> **TO BE DONE**: Rewrite everything from the start of the entries down to the line containing "[[14,7],[10,7],[10,0],[0,0],[0,17],[6,18],[9,15]]", changing "foreground tree" to "tall tree" and keeping all else unchanged. Leave the pictures out.

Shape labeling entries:
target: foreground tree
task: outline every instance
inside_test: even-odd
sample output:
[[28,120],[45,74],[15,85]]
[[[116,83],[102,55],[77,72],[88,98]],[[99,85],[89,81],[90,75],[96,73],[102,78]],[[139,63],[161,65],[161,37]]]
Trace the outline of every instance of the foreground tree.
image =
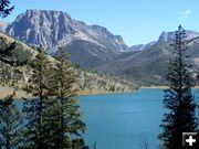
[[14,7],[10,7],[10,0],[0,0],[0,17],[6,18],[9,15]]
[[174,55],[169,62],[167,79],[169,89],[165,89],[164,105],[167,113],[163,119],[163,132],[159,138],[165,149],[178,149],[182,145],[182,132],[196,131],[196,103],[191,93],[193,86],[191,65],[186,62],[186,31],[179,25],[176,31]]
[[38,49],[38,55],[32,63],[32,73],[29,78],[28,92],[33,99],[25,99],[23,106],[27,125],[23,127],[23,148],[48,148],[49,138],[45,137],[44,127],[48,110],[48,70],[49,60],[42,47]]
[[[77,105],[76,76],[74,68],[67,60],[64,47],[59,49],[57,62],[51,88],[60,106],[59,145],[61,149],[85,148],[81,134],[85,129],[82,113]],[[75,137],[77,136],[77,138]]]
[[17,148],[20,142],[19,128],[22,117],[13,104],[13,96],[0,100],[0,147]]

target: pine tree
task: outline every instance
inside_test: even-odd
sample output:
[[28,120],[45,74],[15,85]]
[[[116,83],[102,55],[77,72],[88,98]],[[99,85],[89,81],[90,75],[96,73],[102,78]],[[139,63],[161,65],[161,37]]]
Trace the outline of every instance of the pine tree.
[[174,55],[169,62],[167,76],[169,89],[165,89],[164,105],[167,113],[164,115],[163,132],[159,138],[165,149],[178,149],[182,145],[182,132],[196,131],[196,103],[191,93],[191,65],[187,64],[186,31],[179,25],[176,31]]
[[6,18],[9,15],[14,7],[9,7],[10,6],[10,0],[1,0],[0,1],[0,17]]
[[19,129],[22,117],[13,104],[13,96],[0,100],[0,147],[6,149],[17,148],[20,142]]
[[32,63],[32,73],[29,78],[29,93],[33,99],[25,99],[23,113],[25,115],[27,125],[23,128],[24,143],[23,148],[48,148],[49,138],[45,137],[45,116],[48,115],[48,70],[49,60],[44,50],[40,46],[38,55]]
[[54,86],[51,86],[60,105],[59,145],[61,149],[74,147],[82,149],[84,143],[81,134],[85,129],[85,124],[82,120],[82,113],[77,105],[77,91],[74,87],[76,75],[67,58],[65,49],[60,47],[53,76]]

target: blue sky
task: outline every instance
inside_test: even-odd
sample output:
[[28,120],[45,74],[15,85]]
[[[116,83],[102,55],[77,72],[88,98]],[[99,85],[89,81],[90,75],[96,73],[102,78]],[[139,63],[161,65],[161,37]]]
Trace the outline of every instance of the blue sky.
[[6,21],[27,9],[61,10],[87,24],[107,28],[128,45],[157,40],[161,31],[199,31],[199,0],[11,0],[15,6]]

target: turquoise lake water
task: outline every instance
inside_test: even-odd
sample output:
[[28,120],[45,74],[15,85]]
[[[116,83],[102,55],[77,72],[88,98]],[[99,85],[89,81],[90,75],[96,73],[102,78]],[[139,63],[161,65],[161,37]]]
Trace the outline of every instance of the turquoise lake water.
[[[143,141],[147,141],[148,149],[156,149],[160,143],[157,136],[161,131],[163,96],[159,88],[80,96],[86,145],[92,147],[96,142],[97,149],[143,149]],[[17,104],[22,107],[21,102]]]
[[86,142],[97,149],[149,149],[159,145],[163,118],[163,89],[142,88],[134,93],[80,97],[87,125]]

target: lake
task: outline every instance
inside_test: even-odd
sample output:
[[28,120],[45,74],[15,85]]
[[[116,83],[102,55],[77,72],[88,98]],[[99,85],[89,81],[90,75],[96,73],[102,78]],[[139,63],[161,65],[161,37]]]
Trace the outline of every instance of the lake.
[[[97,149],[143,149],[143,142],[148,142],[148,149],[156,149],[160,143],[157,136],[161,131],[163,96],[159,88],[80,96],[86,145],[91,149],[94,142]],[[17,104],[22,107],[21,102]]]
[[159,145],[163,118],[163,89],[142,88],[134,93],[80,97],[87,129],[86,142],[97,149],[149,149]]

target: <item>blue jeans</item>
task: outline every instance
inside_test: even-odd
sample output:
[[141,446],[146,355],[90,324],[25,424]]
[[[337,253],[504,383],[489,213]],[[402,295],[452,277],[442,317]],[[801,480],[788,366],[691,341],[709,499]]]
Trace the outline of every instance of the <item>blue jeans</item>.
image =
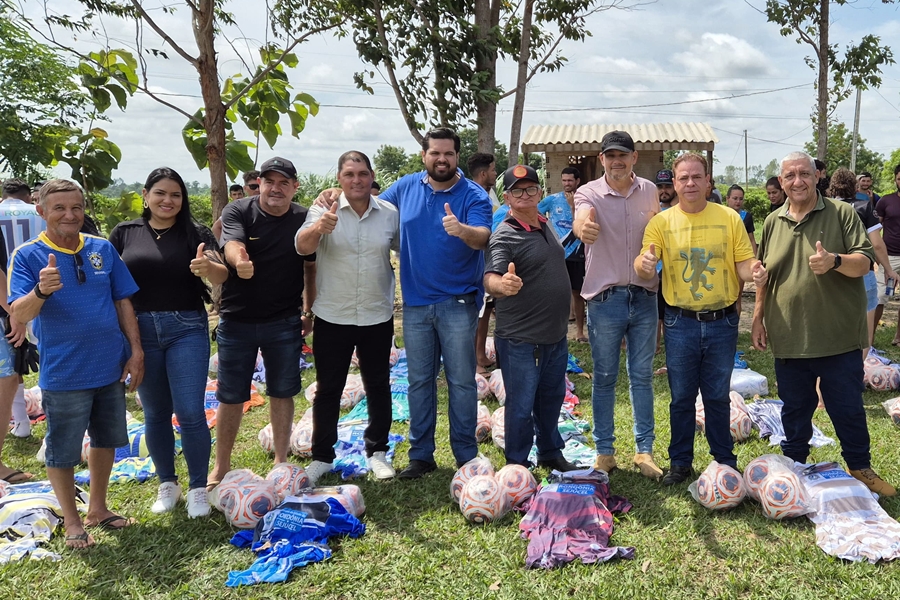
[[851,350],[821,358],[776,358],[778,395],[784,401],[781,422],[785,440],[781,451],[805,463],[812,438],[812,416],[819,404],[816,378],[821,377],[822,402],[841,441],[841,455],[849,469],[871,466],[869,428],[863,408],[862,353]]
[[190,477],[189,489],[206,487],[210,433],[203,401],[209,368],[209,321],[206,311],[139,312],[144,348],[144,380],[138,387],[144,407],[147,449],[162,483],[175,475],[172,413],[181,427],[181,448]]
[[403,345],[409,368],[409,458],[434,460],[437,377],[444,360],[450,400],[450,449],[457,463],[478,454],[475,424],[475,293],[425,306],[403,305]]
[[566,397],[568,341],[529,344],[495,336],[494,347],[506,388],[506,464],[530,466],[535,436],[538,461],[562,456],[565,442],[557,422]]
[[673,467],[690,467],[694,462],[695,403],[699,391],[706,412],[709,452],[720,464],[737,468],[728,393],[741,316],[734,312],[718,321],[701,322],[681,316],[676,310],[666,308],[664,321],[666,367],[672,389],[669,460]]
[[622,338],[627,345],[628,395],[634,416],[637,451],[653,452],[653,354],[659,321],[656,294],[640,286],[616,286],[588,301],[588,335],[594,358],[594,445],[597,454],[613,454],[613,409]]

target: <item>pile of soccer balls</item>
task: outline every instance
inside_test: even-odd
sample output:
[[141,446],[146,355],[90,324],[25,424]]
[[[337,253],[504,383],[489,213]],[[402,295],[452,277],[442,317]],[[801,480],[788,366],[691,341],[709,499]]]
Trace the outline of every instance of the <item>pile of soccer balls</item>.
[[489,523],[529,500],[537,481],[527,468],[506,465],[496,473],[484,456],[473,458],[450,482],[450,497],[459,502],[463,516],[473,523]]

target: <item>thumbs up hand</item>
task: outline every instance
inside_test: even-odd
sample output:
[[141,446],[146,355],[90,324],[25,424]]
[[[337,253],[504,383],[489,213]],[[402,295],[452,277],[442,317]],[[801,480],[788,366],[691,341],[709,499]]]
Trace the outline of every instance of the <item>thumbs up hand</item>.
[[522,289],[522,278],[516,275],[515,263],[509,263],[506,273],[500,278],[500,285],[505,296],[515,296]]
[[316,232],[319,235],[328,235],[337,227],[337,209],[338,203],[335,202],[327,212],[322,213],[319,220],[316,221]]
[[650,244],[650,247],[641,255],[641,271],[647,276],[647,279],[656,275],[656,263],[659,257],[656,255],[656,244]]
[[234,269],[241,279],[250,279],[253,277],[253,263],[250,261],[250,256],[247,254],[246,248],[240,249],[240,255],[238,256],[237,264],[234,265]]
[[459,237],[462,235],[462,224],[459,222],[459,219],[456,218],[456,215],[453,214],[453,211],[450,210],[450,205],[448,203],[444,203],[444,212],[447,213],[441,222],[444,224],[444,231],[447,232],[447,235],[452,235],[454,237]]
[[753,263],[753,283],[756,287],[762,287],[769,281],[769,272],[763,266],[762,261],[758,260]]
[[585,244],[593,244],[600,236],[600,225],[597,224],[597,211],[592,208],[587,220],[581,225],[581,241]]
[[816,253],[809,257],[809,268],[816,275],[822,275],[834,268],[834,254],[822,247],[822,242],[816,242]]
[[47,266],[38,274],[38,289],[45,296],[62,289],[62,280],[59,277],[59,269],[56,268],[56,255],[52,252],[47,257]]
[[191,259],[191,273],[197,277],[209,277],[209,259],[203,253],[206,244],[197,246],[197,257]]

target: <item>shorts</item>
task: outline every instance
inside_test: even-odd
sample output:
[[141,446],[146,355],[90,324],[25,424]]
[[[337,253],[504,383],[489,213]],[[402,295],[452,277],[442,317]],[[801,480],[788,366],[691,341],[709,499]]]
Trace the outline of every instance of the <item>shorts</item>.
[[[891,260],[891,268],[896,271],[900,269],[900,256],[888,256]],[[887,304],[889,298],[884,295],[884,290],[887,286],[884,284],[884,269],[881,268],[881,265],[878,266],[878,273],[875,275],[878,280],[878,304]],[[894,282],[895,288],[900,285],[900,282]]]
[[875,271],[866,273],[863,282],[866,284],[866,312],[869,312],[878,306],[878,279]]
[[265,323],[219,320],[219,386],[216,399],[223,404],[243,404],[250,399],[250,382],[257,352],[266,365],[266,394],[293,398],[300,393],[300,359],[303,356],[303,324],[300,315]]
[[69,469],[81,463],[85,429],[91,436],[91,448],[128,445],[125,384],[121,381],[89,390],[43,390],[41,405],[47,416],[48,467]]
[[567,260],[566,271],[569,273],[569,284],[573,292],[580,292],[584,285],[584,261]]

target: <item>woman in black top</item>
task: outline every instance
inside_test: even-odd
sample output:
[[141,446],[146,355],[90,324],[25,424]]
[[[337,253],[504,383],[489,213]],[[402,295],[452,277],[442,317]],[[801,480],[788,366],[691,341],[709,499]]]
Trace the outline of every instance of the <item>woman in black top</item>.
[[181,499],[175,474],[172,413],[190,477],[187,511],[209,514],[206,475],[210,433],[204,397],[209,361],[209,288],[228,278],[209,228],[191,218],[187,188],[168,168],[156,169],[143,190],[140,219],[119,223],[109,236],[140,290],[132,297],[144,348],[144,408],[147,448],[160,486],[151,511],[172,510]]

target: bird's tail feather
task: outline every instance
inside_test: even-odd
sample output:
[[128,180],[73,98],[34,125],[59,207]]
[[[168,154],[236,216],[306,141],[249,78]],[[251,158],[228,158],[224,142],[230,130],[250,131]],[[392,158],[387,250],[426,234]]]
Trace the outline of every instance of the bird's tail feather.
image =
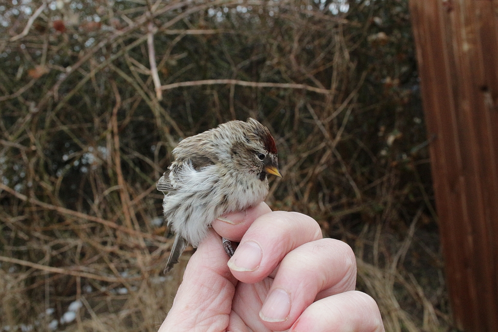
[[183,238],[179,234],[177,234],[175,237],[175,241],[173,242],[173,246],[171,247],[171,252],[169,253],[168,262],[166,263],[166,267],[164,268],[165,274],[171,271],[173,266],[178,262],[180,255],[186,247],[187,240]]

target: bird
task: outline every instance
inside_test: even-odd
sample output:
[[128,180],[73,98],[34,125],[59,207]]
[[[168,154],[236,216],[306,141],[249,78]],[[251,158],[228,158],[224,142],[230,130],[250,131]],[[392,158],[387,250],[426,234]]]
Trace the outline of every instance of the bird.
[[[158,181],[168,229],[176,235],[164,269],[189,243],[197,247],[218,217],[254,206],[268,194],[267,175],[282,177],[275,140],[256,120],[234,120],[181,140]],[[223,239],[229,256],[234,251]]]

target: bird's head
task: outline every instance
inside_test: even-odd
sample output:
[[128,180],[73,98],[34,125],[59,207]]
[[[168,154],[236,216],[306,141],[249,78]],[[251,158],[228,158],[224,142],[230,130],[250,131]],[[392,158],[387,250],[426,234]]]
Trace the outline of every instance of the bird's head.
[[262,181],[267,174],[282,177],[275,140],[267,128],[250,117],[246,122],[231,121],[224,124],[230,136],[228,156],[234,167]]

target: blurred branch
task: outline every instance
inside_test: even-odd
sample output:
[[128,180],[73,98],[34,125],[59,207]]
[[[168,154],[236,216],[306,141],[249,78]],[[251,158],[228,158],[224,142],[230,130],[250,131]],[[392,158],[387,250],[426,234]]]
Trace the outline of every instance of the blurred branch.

> **RESPONSE BELOW**:
target: tall tree
task: outline every instance
inside_test: even-odd
sample output:
[[28,120],[45,74],[15,85]]
[[[116,83],[102,55],[77,72],[88,98]],[[99,85],[89,81],[90,75],[96,73],[102,78]],[[139,63],[161,65],[161,37]]]
Trace the outline of every instance of the tall tree.
image =
[[14,7],[10,7],[10,0],[0,0],[0,17],[6,18],[9,15]]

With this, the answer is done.